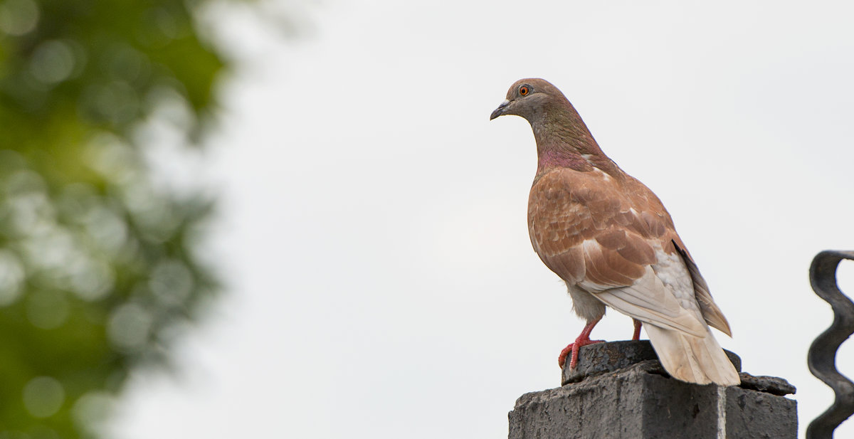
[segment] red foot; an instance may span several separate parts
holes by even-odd
[[[570,353],[572,354],[572,357],[570,359],[570,369],[576,368],[576,366],[578,365],[578,349],[580,349],[582,346],[605,342],[605,340],[590,340],[590,331],[593,331],[593,327],[595,326],[600,319],[601,318],[596,319],[592,322],[588,322],[584,326],[584,329],[582,330],[582,333],[578,336],[578,338],[576,338],[575,342],[568,344],[566,348],[564,348],[564,350],[560,351],[560,355],[558,356],[558,365],[561,368],[563,368],[564,365],[566,364],[566,355],[569,355]]]
[[[637,319],[632,319],[635,321],[635,333],[632,334],[632,340],[640,339],[640,320]]]

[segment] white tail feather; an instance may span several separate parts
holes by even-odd
[[[705,337],[699,337],[646,322],[643,327],[662,366],[671,377],[698,384],[741,383],[735,367],[711,331]]]

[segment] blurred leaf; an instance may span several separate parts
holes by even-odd
[[[188,138],[214,109],[199,6],[0,0],[0,432],[94,437],[217,291],[192,252],[212,203],[158,189],[132,136],[176,99]]]

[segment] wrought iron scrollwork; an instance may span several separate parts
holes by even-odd
[[[854,334],[854,302],[836,283],[836,269],[844,260],[854,260],[854,251],[822,251],[810,266],[810,284],[819,297],[834,308],[834,323],[810,346],[810,372],[836,394],[834,404],[806,429],[807,439],[831,439],[836,427],[854,414],[854,383],[836,369],[836,351]]]

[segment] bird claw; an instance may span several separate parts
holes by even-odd
[[[570,359],[570,369],[575,369],[576,366],[578,366],[578,350],[581,349],[582,346],[601,342],[605,342],[605,340],[590,340],[587,337],[579,337],[574,342],[566,345],[566,348],[564,348],[564,349],[560,351],[560,355],[558,356],[558,366],[563,369],[566,365],[566,356],[571,354],[572,356]]]

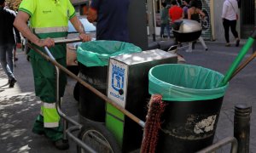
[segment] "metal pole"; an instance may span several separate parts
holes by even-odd
[[[235,106],[234,137],[237,139],[240,153],[249,153],[251,112],[252,106],[245,105]]]
[[[155,12],[154,12],[154,0],[148,0],[148,28],[149,35],[152,34],[153,41],[155,42]]]
[[[231,144],[230,153],[236,153],[237,152],[237,140],[234,137],[227,137],[225,139],[223,139],[218,141],[217,143],[197,151],[196,153],[214,153],[218,149],[219,149],[228,144]]]

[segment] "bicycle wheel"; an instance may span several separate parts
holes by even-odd
[[[121,149],[113,135],[101,123],[86,122],[82,128],[79,138],[96,152],[120,153]],[[85,153],[78,146],[79,153]]]

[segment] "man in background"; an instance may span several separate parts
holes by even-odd
[[[172,1],[172,7],[169,9],[169,15],[172,22],[183,18],[183,10],[181,7],[177,6],[176,0]]]
[[[96,40],[129,42],[129,0],[92,0],[87,19],[96,22]]]

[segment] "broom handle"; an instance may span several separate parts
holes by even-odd
[[[227,84],[227,82],[231,79],[231,76],[235,72],[236,69],[239,65],[240,62],[243,59],[244,55],[247,53],[251,46],[253,45],[254,39],[256,38],[256,31],[254,31],[252,36],[248,38],[246,44],[242,47],[240,53],[236,56],[235,61],[232,63],[231,66],[226,72],[224,77],[223,78],[222,82],[219,83],[218,87],[223,87]]]
[[[43,53],[39,49],[38,49],[35,47],[33,47],[32,44],[27,43],[27,45],[31,48],[32,48],[34,51],[36,51],[38,54],[39,54],[40,55],[42,55],[44,59],[46,59],[50,63],[52,63],[54,65],[57,66],[62,71],[66,72],[68,76],[70,76],[71,77],[73,77],[73,79],[75,79],[76,81],[78,81],[80,84],[82,84],[83,86],[84,86],[86,88],[90,89],[91,92],[93,92],[94,94],[96,94],[101,99],[102,99],[106,102],[111,104],[113,107],[117,108],[119,110],[120,110],[122,113],[124,113],[125,115],[126,115],[128,117],[130,117],[135,122],[137,122],[137,124],[139,124],[141,127],[144,128],[145,122],[143,122],[142,120],[140,120],[138,117],[137,117],[136,116],[134,116],[133,114],[131,114],[131,112],[129,112],[127,110],[124,109],[122,106],[120,106],[119,105],[118,105],[116,102],[114,102],[113,100],[110,99],[106,95],[104,95],[103,94],[102,94],[101,92],[99,92],[98,90],[96,90],[96,88],[94,88],[92,86],[90,86],[90,84],[88,84],[87,82],[85,82],[84,81],[83,81],[82,79],[80,79],[79,76],[77,76],[76,75],[74,75],[73,73],[72,73],[71,71],[69,71],[66,67],[64,67],[61,65],[60,65],[54,59],[51,59],[50,57],[49,57],[48,55],[46,55],[44,53]]]

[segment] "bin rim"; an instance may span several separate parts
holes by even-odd
[[[158,79],[157,77],[155,77],[152,73],[153,73],[153,71],[158,67],[161,67],[161,66],[172,66],[172,65],[177,65],[177,66],[190,66],[190,67],[195,67],[195,68],[200,68],[200,69],[204,69],[204,70],[207,70],[207,71],[213,71],[214,73],[216,73],[217,75],[219,75],[221,77],[224,78],[224,75],[221,74],[220,72],[218,71],[213,71],[213,70],[211,70],[211,69],[208,69],[208,68],[206,68],[206,67],[202,67],[202,66],[200,66],[200,65],[184,65],[184,64],[163,64],[163,65],[158,65],[156,66],[154,66],[152,67],[149,71],[148,71],[148,77],[149,77],[149,82],[150,82],[150,78],[151,79],[154,79],[154,81],[156,81],[156,82],[159,82],[159,83],[161,83],[161,84],[165,84],[166,86],[172,86],[175,88],[177,88],[178,90],[183,90],[184,92],[186,91],[189,91],[189,92],[204,92],[204,93],[210,93],[210,92],[218,92],[218,91],[224,91],[224,94],[218,94],[218,96],[209,96],[208,98],[203,98],[201,97],[199,100],[201,99],[212,99],[212,98],[219,98],[221,96],[224,96],[224,91],[226,90],[228,85],[229,85],[229,82],[227,82],[226,85],[224,86],[222,86],[222,87],[216,87],[214,88],[207,88],[207,89],[198,89],[198,88],[186,88],[186,87],[182,87],[182,86],[177,86],[177,85],[174,85],[174,84],[172,84],[172,83],[168,83],[165,81],[162,81],[162,80],[160,80]],[[150,82],[149,82],[150,84]],[[149,85],[148,85],[149,86]],[[149,88],[148,88],[148,91],[149,91],[149,94],[159,94],[159,93],[153,93],[149,90]],[[169,100],[169,98],[165,98],[165,96],[163,95],[163,100]],[[195,100],[195,99],[197,99],[197,98],[184,98],[184,99],[173,99],[172,100],[177,100],[177,101],[187,101],[187,100]]]

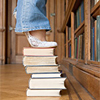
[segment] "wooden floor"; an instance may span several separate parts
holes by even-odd
[[[61,97],[27,97],[29,78],[23,65],[1,65],[0,100],[69,100],[68,92]]]

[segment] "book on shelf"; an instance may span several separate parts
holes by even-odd
[[[27,89],[26,95],[27,96],[61,96],[60,92],[62,90],[36,90],[36,89]]]
[[[90,2],[90,3],[91,3],[91,4],[90,4],[90,5],[91,5],[91,6],[90,6],[91,9],[98,3],[98,1],[99,1],[99,0],[91,0],[91,2]]]
[[[31,78],[49,78],[49,77],[61,77],[60,72],[40,72],[40,73],[34,73],[31,75]]]
[[[97,16],[97,35],[96,35],[96,53],[97,53],[97,61],[100,61],[100,15]]]
[[[29,89],[65,89],[66,77],[30,78]]]
[[[94,1],[95,1],[95,5],[96,5],[99,0],[94,0]]]
[[[53,56],[54,48],[28,48],[23,49],[24,56]]]
[[[100,61],[100,15],[91,18],[91,60]]]
[[[44,73],[44,72],[59,72],[58,71],[58,65],[52,65],[52,66],[26,66],[25,71],[27,74],[32,73]]]
[[[71,44],[68,44],[68,57],[71,58]]]
[[[68,40],[71,39],[71,27],[68,27]]]
[[[57,56],[24,56],[23,65],[57,65],[56,58]]]
[[[82,0],[82,3],[76,10],[75,29],[78,28],[83,21],[84,21],[84,0]]]
[[[75,38],[75,58],[84,59],[84,33]]]

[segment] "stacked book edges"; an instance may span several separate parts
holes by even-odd
[[[54,48],[23,49],[23,65],[31,74],[27,96],[60,96],[60,91],[66,90],[66,77],[61,77],[53,52]]]

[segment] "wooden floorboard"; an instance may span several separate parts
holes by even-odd
[[[27,97],[30,75],[23,65],[0,65],[0,100],[69,100],[69,95],[61,97]]]

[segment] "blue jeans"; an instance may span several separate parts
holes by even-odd
[[[47,0],[18,0],[15,8],[17,10],[15,32],[51,30],[46,17],[46,2]]]

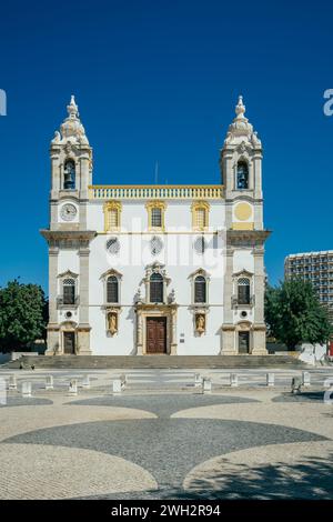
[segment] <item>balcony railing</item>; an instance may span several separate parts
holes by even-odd
[[[223,185],[91,185],[92,200],[109,199],[222,199]]]
[[[232,297],[231,297],[231,307],[232,307],[232,308],[236,308],[236,307],[239,307],[239,308],[241,308],[241,307],[254,307],[254,304],[255,304],[255,295],[254,295],[254,294],[250,297],[250,300],[249,300],[249,302],[246,302],[246,303],[241,302],[241,301],[239,300],[238,295],[232,295]]]
[[[75,297],[75,299],[73,300],[73,302],[64,302],[64,299],[63,299],[63,295],[59,295],[57,298],[57,307],[59,308],[73,308],[73,307],[78,307],[80,304],[80,298],[79,295]]]

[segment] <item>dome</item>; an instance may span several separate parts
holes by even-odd
[[[75,99],[72,96],[70,104],[67,106],[68,117],[60,127],[60,133],[57,131],[52,143],[60,143],[61,141],[71,141],[77,143],[89,143],[85,135],[84,127],[79,118],[79,108]]]

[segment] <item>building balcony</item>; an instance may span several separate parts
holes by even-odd
[[[239,300],[238,295],[231,297],[231,308],[252,308],[255,304],[255,295],[251,295],[248,302]]]
[[[59,295],[57,298],[57,308],[58,309],[63,309],[63,308],[67,308],[67,309],[70,309],[70,308],[78,308],[80,304],[80,297],[77,295],[73,300],[71,300],[71,302],[67,302],[65,299],[63,299],[63,295]]]

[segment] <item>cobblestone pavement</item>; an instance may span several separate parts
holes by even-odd
[[[226,388],[229,372],[201,371],[211,394],[183,370],[127,372],[120,395],[119,371],[53,371],[50,391],[49,372],[0,379],[13,373],[33,396],[12,390],[0,406],[0,499],[333,498],[330,370],[300,395],[285,370],[273,389],[264,371],[242,370],[240,388]],[[70,379],[87,373],[91,389],[69,396]]]

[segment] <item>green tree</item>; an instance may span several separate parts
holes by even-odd
[[[289,350],[301,342],[324,343],[332,332],[326,310],[321,307],[312,284],[292,279],[265,291],[268,330]]]
[[[29,347],[46,335],[47,301],[41,287],[10,281],[0,289],[0,351]]]

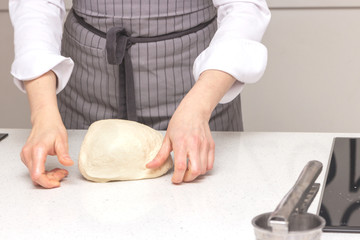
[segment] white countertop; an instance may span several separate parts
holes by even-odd
[[[0,239],[255,239],[251,220],[273,211],[310,160],[324,164],[333,133],[214,132],[214,169],[193,183],[157,179],[93,183],[77,164],[57,189],[34,187],[19,153],[30,130],[0,129]],[[75,162],[85,135],[69,131]],[[47,167],[60,167],[49,158]],[[321,191],[321,189],[320,189]],[[317,195],[309,212],[315,213]],[[322,239],[359,239],[323,233]]]

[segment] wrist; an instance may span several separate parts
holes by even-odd
[[[193,88],[181,101],[182,105],[194,113],[210,119],[216,105],[235,83],[236,79],[219,70],[206,70],[196,81]]]

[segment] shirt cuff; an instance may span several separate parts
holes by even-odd
[[[209,69],[221,70],[232,75],[237,82],[228,90],[219,103],[228,103],[240,94],[245,83],[257,82],[265,72],[266,47],[253,40],[227,40],[227,44],[210,44],[195,60],[195,81]]]
[[[56,94],[58,94],[65,88],[73,68],[74,62],[71,58],[57,54],[46,54],[45,56],[29,53],[13,62],[11,74],[14,77],[15,85],[25,93],[24,81],[34,80],[52,70],[57,76]]]

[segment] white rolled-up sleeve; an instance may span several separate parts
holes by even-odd
[[[9,0],[14,27],[15,59],[11,66],[14,83],[25,92],[23,81],[33,80],[52,70],[59,93],[69,81],[74,63],[61,56],[63,20],[62,0]]]
[[[205,70],[224,71],[236,82],[220,103],[233,100],[246,83],[258,81],[266,68],[267,49],[261,39],[270,21],[265,0],[213,0],[217,8],[217,31],[210,45],[195,59],[198,80]]]

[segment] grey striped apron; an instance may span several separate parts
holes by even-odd
[[[74,0],[73,9],[62,54],[75,67],[58,94],[65,126],[86,129],[100,119],[122,118],[166,130],[195,83],[195,58],[215,33],[212,1]],[[219,104],[209,124],[217,131],[242,130],[240,96]]]

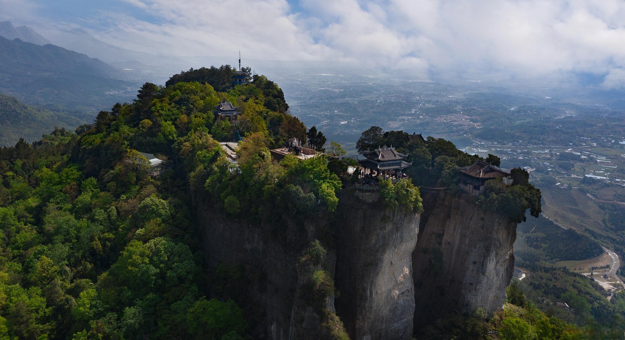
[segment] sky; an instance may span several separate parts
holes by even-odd
[[[152,53],[340,61],[386,68],[625,84],[616,0],[0,0],[0,19],[82,28]]]

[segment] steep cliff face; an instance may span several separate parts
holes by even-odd
[[[328,313],[313,308],[310,297],[311,273],[322,269],[334,276],[340,292],[336,300],[329,296],[323,309],[334,313],[336,306],[351,339],[409,339],[414,310],[411,256],[419,214],[383,208],[378,193],[347,189],[339,198],[331,218],[299,222],[282,217],[251,223],[198,204],[209,270],[222,264],[242,266],[241,299],[258,336],[334,338]],[[328,249],[323,262],[298,269],[298,259],[314,239]]]
[[[309,243],[321,238],[327,221],[298,223],[285,218],[252,223],[209,207],[199,204],[197,213],[209,270],[215,272],[220,264],[242,267],[242,277],[238,279],[244,281],[242,296],[233,298],[244,302],[239,304],[252,332],[272,340],[324,339],[320,316],[306,307],[298,292],[306,277],[298,276],[296,264]],[[324,265],[333,269],[334,261],[330,249]]]
[[[516,223],[469,199],[441,194],[425,200],[412,254],[416,327],[479,307],[491,313],[506,299]]]
[[[353,340],[409,339],[414,311],[411,256],[419,214],[382,207],[377,192],[346,190],[339,202],[338,314]]]
[[[413,325],[501,306],[514,266],[515,223],[464,196],[426,196],[422,216],[384,208],[377,192],[345,189],[338,197],[329,215],[259,222],[198,204],[209,270],[242,267],[243,284],[234,298],[257,338],[334,339],[337,324],[328,324],[328,316],[336,311],[352,340],[408,340]],[[314,239],[328,254],[319,264],[298,268]],[[311,300],[316,271],[329,273],[340,293],[322,305]]]

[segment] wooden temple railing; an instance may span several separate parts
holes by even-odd
[[[354,184],[354,186],[356,187],[356,189],[359,189],[360,190],[378,191],[380,189],[380,186],[375,184],[362,184],[360,183],[356,183]]]

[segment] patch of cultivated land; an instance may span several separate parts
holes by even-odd
[[[592,259],[588,259],[581,261],[559,261],[553,264],[556,267],[566,267],[567,269],[576,272],[584,273],[589,272],[592,267],[601,268],[607,265],[612,266],[612,257],[605,252],[601,255]],[[609,271],[609,268],[596,269],[594,271],[598,274],[604,271]]]
[[[603,234],[610,234],[603,224],[604,212],[592,201],[579,190],[568,190],[556,186],[541,188],[544,199],[544,216],[565,228],[579,231],[588,228]]]

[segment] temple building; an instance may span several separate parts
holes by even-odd
[[[489,179],[503,181],[510,176],[509,172],[483,161],[478,161],[469,166],[458,168],[460,186],[468,194],[479,196],[486,190],[484,183]]]
[[[147,154],[142,152],[139,152],[139,153],[144,157],[145,159],[138,156],[135,158],[134,161],[139,163],[144,163],[146,165],[149,166],[149,169],[147,171],[147,172],[149,174],[150,176],[157,177],[164,172],[166,169],[166,168],[165,167],[165,161],[157,158],[153,154]],[[147,159],[147,162],[146,162],[146,159]],[[126,162],[132,161],[131,159],[126,160]]]
[[[358,161],[358,163],[364,169],[366,173],[368,169],[370,171],[376,171],[377,174],[386,171],[401,172],[412,165],[412,162],[409,163],[403,161],[408,155],[397,152],[392,146],[391,148],[378,146],[373,151],[363,152],[362,156],[365,159]]]
[[[221,117],[228,118],[231,120],[236,120],[237,116],[241,114],[241,112],[238,111],[237,109],[231,102],[222,101],[217,106],[214,112],[218,118]]]
[[[412,134],[409,134],[406,138],[407,142],[410,142],[412,141],[419,141],[424,143],[429,143],[427,139],[423,138],[421,134],[418,134],[417,132],[412,132]]]

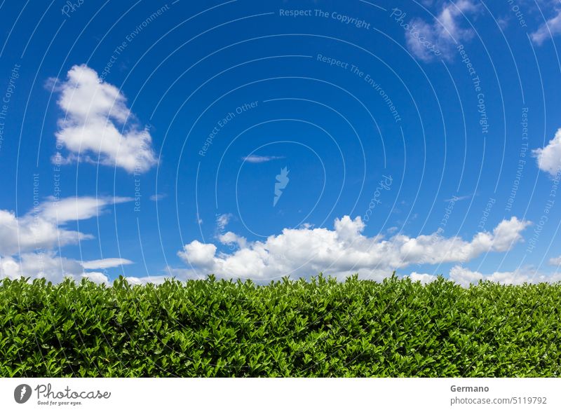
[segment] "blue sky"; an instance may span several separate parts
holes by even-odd
[[[561,278],[557,2],[0,10],[0,277]]]

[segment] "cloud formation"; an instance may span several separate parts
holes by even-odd
[[[245,156],[243,158],[243,160],[245,162],[249,162],[250,163],[264,163],[266,162],[270,162],[271,160],[283,158],[283,156],[258,156],[256,155],[252,155],[250,156]]]
[[[434,58],[435,50],[438,55],[450,60],[456,42],[459,43],[473,36],[473,30],[464,28],[460,19],[464,15],[474,13],[478,10],[478,6],[472,0],[457,0],[445,4],[432,22],[412,19],[405,32],[407,48],[414,55],[425,62]],[[428,48],[427,44],[433,48]]]
[[[360,217],[345,216],[335,219],[334,230],[285,228],[264,242],[247,242],[229,232],[219,240],[238,245],[231,253],[218,252],[215,245],[194,240],[177,254],[198,273],[220,277],[268,280],[323,272],[342,278],[358,272],[379,280],[412,264],[467,262],[484,253],[508,251],[522,240],[521,233],[529,224],[513,217],[469,241],[438,233],[417,238],[398,234],[385,239],[382,235],[363,235]]]
[[[129,173],[142,173],[156,164],[149,132],[130,123],[135,118],[125,97],[115,86],[102,83],[95,70],[74,66],[55,90],[65,114],[58,121],[57,143],[71,153],[66,159],[58,153],[55,161],[99,162]]]
[[[65,277],[76,280],[87,277],[107,283],[107,277],[86,270],[105,269],[131,263],[123,259],[90,261],[83,263],[58,256],[55,249],[92,239],[90,235],[68,230],[65,224],[90,219],[104,213],[107,206],[130,201],[128,198],[49,198],[32,212],[16,217],[13,212],[0,210],[0,279],[21,276],[44,277],[58,282]]]
[[[555,137],[545,147],[532,153],[537,159],[538,167],[555,177],[561,170],[561,128],[557,129]]]

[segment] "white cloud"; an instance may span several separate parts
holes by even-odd
[[[537,159],[538,167],[555,177],[561,169],[561,128],[557,129],[555,137],[543,149],[532,151]]]
[[[167,197],[168,195],[166,195],[165,193],[158,193],[156,195],[152,195],[151,196],[150,196],[150,200],[152,202],[158,202],[159,200],[165,199]]]
[[[522,240],[521,232],[529,224],[515,217],[502,221],[492,233],[480,232],[471,241],[459,237],[445,238],[437,233],[410,238],[396,235],[362,235],[364,224],[359,217],[335,219],[334,229],[285,228],[264,242],[243,242],[234,233],[222,240],[236,241],[239,249],[230,254],[217,253],[213,244],[194,240],[178,253],[201,274],[221,277],[271,279],[285,275],[306,277],[324,272],[339,277],[355,273],[376,279],[414,263],[466,262],[483,253],[506,252]]]
[[[283,156],[258,156],[252,155],[250,156],[245,156],[243,158],[243,160],[245,162],[249,162],[250,163],[264,163],[265,162],[270,162],[271,160],[283,158]]]
[[[131,265],[133,263],[128,259],[109,258],[82,262],[82,266],[84,269],[109,269],[109,268],[119,268],[123,265]]]
[[[89,235],[60,228],[41,215],[18,218],[13,212],[0,210],[0,256],[50,249],[91,238]]]
[[[103,273],[86,273],[79,262],[57,256],[53,252],[22,254],[19,260],[12,256],[0,258],[0,278],[19,279],[44,278],[53,283],[62,282],[65,277],[80,281],[83,277],[97,283],[107,283]]]
[[[232,215],[229,213],[225,213],[224,214],[219,214],[216,217],[216,228],[219,232],[224,231],[226,226],[228,226],[228,224],[230,223],[230,219],[232,218]]]
[[[99,216],[108,205],[129,200],[127,198],[84,197],[57,201],[50,198],[20,217],[13,212],[0,210],[0,278],[44,277],[58,282],[66,277],[79,281],[88,277],[98,283],[107,283],[107,277],[103,273],[85,270],[103,269],[132,262],[107,259],[83,264],[58,256],[56,249],[93,238],[90,235],[69,231],[61,224]]]
[[[553,36],[561,33],[561,10],[557,11],[556,13],[555,16],[530,34],[530,39],[534,44],[541,46],[548,39],[551,39]]]
[[[100,211],[108,205],[123,203],[133,200],[132,198],[119,197],[76,197],[66,198],[56,201],[55,198],[48,198],[48,201],[39,206],[41,215],[58,223],[83,220],[99,216]]]
[[[115,86],[102,83],[85,64],[74,66],[56,90],[65,116],[58,121],[58,143],[70,152],[67,160],[86,161],[144,172],[156,163],[152,138],[134,121],[125,97]],[[93,155],[94,160],[92,160]]]
[[[457,265],[450,270],[450,278],[461,286],[468,287],[470,284],[477,284],[480,280],[490,280],[503,284],[554,282],[561,280],[561,274],[545,275],[531,269],[522,268],[513,272],[494,272],[490,275],[483,275]]]
[[[22,217],[0,210],[0,256],[11,256],[36,249],[76,244],[93,238],[90,235],[61,227],[69,221],[90,219],[102,213],[107,205],[130,201],[128,198],[48,198],[36,210]]]
[[[473,36],[473,30],[461,27],[460,18],[478,10],[479,6],[472,0],[457,0],[444,5],[436,18],[431,22],[419,18],[412,20],[409,22],[410,29],[405,32],[410,51],[426,62],[433,60],[435,50],[450,60],[456,42],[462,43]],[[431,50],[427,44],[431,47],[433,45],[434,50]]]

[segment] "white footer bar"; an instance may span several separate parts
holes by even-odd
[[[560,390],[559,378],[0,378],[0,410],[545,412],[561,411]]]

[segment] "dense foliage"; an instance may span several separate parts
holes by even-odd
[[[560,376],[561,284],[0,282],[0,376]]]

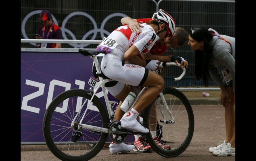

* * * * *

● **Do this**
Retype everything from the row containing "[segment] <item>balcony railing</item>;" down to the row containing "[[[223,185],[91,185],[92,200],[109,199],[222,199]]]", both included, with no changes.

● **Worked solution**
[segment] <item>balcony railing</item>; an instance may span several separate parts
holes by even-odd
[[[223,185],[91,185],[92,200],[109,199],[222,199]]]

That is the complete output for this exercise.